→ EXERCISE BRIEF
The answer must be every line from the listing that holds the string "security".

→ DATA
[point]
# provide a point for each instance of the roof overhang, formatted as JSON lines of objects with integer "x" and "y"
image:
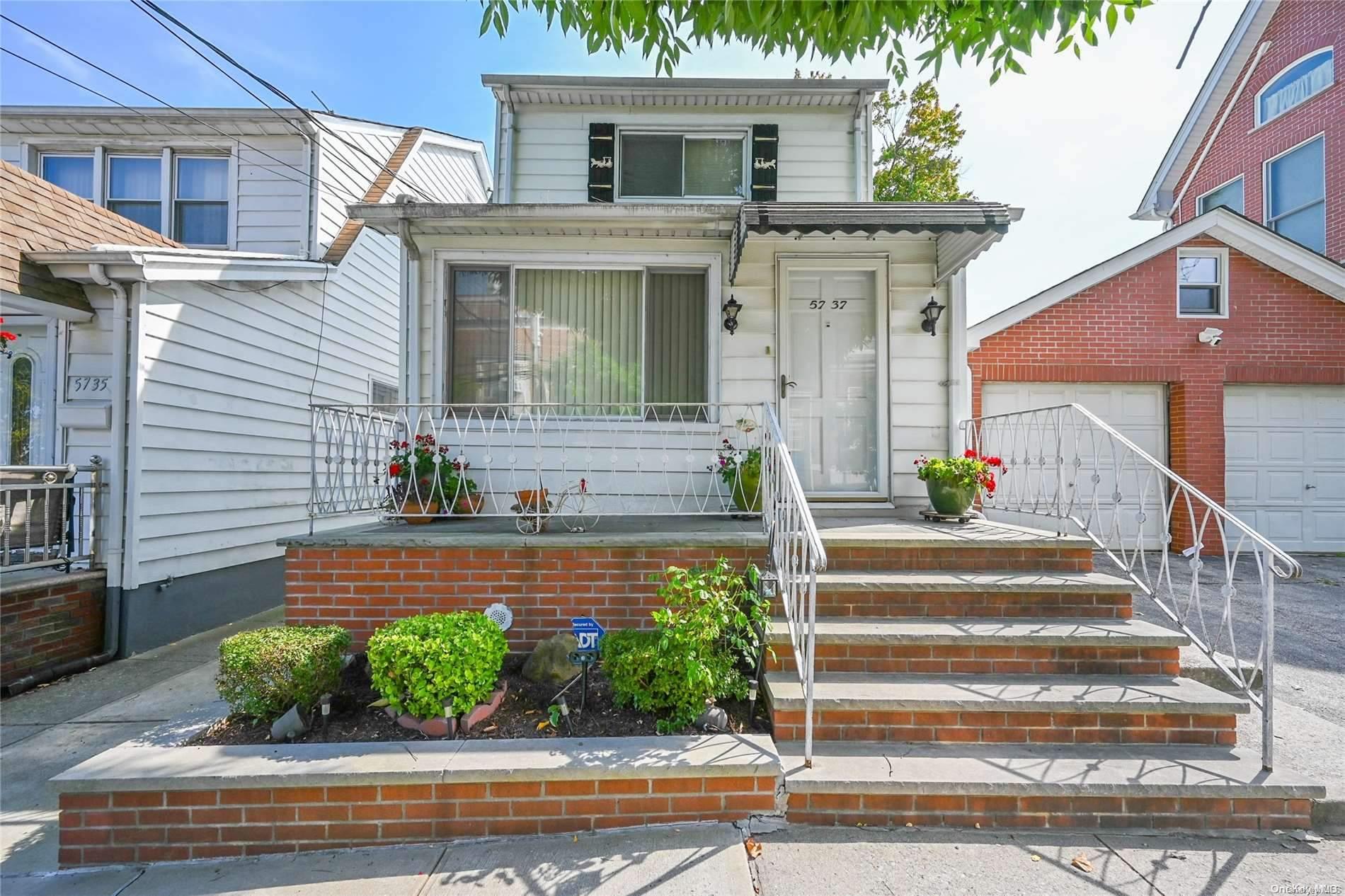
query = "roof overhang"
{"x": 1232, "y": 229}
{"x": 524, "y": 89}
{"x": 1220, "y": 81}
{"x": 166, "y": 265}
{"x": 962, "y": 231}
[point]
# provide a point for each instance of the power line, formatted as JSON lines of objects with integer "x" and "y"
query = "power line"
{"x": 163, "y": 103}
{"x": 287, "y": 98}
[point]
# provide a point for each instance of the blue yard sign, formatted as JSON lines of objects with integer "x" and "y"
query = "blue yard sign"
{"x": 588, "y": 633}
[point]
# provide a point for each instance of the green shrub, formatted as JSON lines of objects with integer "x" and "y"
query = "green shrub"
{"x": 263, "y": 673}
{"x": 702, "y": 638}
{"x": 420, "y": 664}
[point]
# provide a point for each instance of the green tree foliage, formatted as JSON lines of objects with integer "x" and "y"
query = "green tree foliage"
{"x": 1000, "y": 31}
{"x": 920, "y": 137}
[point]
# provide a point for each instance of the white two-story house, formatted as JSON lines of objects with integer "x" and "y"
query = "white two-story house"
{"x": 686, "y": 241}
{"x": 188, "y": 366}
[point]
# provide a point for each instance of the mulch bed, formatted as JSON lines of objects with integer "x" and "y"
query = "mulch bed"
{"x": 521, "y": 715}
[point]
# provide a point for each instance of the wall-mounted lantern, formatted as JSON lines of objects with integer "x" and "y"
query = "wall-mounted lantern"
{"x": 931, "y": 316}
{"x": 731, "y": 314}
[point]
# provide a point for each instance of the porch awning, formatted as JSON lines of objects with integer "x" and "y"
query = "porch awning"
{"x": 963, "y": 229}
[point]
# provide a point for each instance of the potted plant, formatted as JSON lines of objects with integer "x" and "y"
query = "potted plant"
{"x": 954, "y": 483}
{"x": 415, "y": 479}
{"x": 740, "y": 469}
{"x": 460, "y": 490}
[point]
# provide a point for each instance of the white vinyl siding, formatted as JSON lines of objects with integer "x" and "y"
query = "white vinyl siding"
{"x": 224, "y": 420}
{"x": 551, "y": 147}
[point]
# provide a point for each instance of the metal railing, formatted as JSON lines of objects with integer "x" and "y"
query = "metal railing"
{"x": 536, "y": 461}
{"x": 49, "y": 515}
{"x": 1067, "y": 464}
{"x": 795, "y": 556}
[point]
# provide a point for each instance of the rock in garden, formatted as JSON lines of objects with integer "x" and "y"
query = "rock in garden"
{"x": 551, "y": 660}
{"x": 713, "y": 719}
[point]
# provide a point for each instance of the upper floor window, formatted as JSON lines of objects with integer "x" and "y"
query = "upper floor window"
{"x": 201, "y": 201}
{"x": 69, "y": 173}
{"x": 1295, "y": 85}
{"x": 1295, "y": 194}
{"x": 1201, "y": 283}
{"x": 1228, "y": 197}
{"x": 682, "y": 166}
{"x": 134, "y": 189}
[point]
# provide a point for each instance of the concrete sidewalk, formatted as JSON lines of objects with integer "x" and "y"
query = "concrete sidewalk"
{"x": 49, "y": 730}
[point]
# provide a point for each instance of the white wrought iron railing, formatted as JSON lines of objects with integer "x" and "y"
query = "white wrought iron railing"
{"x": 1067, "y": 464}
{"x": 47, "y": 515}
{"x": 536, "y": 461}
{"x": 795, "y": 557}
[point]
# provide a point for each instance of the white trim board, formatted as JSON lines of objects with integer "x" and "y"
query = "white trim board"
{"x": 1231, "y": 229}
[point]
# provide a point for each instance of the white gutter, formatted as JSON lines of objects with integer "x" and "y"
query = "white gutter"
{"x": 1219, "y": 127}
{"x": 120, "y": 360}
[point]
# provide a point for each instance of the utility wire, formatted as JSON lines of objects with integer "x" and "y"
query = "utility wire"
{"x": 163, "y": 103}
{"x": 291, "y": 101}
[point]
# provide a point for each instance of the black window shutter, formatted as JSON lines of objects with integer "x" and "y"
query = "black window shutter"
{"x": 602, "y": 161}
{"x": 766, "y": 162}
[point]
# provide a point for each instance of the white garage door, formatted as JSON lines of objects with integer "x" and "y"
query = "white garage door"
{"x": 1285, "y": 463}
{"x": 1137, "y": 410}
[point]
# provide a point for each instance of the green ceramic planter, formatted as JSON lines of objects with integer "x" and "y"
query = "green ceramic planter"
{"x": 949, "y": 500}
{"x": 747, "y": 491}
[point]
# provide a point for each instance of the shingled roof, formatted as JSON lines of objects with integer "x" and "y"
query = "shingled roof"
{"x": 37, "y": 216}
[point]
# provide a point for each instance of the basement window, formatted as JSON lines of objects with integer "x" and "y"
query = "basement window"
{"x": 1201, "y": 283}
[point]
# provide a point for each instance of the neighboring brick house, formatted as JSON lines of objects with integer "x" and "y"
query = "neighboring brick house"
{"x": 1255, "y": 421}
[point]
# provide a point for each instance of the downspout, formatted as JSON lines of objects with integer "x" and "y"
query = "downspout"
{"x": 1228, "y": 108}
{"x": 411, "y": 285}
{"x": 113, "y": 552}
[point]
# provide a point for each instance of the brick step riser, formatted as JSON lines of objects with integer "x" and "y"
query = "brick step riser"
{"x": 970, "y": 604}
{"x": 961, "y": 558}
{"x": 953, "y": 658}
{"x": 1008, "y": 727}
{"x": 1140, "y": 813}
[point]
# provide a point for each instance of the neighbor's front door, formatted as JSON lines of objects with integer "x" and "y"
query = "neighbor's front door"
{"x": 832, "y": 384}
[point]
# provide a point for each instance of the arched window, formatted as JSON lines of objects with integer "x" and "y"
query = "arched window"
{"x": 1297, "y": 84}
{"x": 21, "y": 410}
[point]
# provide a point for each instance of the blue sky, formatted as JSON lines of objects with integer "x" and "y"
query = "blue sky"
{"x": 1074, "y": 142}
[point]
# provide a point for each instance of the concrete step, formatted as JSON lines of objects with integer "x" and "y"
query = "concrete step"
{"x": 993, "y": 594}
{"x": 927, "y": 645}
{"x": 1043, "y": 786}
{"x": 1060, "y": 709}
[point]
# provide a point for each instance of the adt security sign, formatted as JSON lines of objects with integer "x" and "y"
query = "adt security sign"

→ PROBLEM SOLUTION
# provide a point for each instance of the adt security sign, formatted as JSON lines of objects with integer "x" and "y"
query = "adt security sign"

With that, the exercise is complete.